▸ **Exercise**
Copy out the blog entry below in full, word for word.

Sunday, August 8, 2010
I just was chatting with my cousin, Grace, on facebook chat. A spotty communication device but I was so glad to see her online! Because she is in Guatemala in the Peace Corps! Man, do I feel lame when both my sister and my cousin are so cool to have the commitment to do this AMAZING thing. Grace said the sweetest thing that she loved reading this blog because my life was interesting to other people! WOW, what a compliment!So I got on blogger to talk about my week. It has been a crazy one. This weekend I had two different performances I was involved in. One my mentor invited me to be a part of her solo dance at RedCat. RedCat is THE avant garde art performance place. This was QUITE an opportunity! And I LOVE dancing with Hana van der Kolk...her dance is an amazing mixture of meditation and exploration of what reality means...what emotion is when isolated and how we can play with that in performance specifically a thing we box in as dance but we all like to call art.
(this isn't the performance we did this week but another performance I did with Hana at MOCA...it gives you an idea as to what we are into and do)...will get photos of this performance when available.)

▸ **Data**

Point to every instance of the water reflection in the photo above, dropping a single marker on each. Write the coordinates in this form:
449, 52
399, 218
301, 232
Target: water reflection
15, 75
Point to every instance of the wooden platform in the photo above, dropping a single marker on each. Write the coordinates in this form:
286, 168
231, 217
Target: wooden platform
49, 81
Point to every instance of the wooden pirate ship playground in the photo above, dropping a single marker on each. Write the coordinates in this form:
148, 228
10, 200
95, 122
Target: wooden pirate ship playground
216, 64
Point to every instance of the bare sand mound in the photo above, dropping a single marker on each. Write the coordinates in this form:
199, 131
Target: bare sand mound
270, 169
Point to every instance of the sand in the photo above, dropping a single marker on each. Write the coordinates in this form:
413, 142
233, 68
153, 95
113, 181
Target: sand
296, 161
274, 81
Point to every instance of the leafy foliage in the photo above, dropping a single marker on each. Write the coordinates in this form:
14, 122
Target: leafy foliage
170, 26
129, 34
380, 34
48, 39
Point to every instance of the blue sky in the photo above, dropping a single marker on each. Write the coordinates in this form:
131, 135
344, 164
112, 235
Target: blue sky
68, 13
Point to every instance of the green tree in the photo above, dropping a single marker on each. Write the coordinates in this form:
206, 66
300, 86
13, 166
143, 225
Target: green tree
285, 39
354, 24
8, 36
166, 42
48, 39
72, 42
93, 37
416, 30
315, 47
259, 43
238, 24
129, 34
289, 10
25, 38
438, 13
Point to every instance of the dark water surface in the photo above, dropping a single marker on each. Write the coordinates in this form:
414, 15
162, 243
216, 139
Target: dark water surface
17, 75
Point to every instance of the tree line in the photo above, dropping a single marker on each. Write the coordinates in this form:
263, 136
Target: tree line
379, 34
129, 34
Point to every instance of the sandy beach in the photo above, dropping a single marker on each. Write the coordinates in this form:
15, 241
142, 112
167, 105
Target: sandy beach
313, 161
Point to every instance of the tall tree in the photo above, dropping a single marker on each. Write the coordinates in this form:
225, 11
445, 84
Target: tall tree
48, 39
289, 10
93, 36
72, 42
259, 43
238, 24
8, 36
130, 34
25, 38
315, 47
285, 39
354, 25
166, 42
---
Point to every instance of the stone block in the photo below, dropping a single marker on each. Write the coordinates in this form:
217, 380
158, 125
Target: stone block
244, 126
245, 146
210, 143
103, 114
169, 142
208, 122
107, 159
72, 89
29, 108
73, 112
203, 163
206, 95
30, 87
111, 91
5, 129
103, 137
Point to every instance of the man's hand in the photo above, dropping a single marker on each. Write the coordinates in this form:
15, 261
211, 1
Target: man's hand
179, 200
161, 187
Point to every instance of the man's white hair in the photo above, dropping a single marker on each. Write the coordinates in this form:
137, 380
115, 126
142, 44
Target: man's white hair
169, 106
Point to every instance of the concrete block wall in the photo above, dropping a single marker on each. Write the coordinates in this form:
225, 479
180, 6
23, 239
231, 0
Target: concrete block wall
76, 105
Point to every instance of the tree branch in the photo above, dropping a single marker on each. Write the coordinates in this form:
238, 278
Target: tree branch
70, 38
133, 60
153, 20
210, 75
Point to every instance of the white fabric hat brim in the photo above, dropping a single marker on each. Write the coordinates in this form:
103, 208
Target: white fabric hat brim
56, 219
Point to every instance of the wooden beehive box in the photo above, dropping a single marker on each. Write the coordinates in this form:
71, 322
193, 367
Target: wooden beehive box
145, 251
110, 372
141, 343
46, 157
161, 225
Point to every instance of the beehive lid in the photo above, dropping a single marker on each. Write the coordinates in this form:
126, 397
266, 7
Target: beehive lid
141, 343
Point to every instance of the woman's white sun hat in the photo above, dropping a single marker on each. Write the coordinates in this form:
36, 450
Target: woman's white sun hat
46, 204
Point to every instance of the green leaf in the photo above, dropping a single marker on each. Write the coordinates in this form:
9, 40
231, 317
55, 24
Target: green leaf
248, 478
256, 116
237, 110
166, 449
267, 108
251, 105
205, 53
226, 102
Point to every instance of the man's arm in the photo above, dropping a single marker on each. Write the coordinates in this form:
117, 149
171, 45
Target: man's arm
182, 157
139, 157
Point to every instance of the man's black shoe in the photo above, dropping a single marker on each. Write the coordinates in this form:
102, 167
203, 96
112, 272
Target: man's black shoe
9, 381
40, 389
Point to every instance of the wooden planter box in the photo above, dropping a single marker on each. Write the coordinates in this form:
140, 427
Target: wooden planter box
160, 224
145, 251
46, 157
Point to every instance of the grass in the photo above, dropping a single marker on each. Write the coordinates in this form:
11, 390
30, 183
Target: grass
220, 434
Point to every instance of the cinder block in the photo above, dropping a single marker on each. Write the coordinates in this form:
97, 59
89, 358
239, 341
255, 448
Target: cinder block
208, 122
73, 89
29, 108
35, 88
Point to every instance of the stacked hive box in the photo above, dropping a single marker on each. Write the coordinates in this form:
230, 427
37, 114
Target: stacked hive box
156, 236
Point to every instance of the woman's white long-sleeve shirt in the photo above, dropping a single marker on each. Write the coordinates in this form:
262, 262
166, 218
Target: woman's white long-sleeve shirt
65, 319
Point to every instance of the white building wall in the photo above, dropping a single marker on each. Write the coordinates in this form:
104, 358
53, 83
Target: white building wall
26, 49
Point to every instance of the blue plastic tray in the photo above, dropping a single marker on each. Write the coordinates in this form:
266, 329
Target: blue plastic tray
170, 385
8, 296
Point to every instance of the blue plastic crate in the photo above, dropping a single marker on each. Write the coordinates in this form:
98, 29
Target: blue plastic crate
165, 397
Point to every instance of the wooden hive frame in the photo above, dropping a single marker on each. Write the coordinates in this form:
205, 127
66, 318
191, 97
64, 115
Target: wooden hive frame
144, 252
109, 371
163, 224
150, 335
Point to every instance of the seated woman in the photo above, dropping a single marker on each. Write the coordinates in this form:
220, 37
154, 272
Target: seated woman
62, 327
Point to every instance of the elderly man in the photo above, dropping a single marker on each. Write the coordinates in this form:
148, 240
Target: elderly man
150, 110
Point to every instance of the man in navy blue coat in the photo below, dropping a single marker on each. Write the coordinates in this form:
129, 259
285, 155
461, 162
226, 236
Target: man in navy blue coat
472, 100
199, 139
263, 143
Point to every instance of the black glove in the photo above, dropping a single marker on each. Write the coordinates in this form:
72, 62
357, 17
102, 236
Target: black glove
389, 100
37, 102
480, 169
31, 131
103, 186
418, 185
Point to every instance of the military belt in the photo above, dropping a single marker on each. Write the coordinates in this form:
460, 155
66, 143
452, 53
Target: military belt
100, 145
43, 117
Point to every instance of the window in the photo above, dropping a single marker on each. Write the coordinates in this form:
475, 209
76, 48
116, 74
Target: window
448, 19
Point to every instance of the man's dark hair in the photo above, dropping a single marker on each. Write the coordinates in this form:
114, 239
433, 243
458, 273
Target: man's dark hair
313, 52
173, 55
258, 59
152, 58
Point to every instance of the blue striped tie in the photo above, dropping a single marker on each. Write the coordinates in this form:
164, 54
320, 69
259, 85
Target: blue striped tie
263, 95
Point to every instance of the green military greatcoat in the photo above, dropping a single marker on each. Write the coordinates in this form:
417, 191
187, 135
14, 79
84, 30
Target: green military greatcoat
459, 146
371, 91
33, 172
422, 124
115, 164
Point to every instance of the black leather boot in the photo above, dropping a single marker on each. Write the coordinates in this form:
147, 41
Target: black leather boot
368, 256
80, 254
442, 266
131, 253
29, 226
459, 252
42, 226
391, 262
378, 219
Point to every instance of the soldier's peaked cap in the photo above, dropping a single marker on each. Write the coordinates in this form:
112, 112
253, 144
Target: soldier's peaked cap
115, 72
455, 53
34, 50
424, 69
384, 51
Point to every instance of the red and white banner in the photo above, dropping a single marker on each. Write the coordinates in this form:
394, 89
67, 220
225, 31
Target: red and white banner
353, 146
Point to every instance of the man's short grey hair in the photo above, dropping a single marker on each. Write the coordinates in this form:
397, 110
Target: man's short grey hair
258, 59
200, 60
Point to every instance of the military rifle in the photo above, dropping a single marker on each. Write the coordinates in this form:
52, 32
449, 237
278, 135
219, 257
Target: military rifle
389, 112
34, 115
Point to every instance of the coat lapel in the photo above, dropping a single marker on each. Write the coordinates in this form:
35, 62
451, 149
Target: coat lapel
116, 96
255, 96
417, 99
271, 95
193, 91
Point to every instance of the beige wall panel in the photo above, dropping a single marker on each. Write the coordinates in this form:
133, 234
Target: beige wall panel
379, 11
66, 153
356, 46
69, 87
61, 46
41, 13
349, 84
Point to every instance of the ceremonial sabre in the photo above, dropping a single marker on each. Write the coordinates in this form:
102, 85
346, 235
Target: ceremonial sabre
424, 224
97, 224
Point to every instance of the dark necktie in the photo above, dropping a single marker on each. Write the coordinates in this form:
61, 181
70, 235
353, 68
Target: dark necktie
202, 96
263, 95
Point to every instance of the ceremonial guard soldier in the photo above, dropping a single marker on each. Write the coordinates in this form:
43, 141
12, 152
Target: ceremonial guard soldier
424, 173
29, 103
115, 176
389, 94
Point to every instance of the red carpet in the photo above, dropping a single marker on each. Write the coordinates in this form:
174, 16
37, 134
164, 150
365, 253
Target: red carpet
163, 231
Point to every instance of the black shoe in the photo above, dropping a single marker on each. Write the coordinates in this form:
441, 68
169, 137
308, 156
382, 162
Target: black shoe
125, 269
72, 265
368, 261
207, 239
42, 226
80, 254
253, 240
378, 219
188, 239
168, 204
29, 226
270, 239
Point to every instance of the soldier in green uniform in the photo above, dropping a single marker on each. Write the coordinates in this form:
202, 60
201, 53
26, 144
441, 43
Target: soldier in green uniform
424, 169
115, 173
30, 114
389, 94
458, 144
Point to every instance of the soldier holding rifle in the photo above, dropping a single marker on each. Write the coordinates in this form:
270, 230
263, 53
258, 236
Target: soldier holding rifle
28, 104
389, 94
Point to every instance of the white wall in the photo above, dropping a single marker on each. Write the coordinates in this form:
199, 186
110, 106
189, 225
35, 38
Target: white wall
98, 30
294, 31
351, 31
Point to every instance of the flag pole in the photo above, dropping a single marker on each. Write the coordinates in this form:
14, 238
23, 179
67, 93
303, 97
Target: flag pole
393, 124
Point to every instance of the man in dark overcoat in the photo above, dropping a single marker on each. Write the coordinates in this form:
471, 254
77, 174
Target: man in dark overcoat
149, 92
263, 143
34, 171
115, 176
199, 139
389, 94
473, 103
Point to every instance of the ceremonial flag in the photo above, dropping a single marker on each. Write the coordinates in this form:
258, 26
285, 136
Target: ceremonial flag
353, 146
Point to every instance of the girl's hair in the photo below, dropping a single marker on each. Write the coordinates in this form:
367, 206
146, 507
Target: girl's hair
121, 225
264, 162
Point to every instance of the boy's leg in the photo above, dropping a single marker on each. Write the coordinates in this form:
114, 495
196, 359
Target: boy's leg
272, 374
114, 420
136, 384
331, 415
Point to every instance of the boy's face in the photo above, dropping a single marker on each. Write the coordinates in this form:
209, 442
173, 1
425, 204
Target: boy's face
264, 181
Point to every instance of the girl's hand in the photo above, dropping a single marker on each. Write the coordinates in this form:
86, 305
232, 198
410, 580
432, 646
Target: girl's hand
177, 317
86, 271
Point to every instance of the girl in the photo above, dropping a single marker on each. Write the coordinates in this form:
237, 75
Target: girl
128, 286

▸ **Written solution**
Sunday, August 8, 2010
I just was chatting with my cousin, Grace, on facebook chat. A spotty communication device but I was so glad to see her online! Because she is in Guatemala in the Peace Corps! Man, do I feel lame when both my sister and my cousin are so cool to have the commitment to do this AMAZING thing. Grace said the sweetest thing that she loved reading this blog because my life was interesting to other people! WOW, what a compliment!So I got on blogger to talk about my week. It has been a crazy one. This weekend I had two different performances I was involved in. One my mentor invited me to be a part of her solo dance at RedCat. RedCat is THE avant garde art performance place. This was QUITE an opportunity! And I LOVE dancing with Hana van der Kolk...her dance is an amazing mixture of meditation and exploration of what reality means...what emotion is when isolated and how we can play with that in performance specifically a thing we box in as dance but we all like to call art.
(this isn't the performance we did this week but another performance I did with Hana at MOCA...it gives you an idea as to what we are into and do)...will get photos of this performance when available.)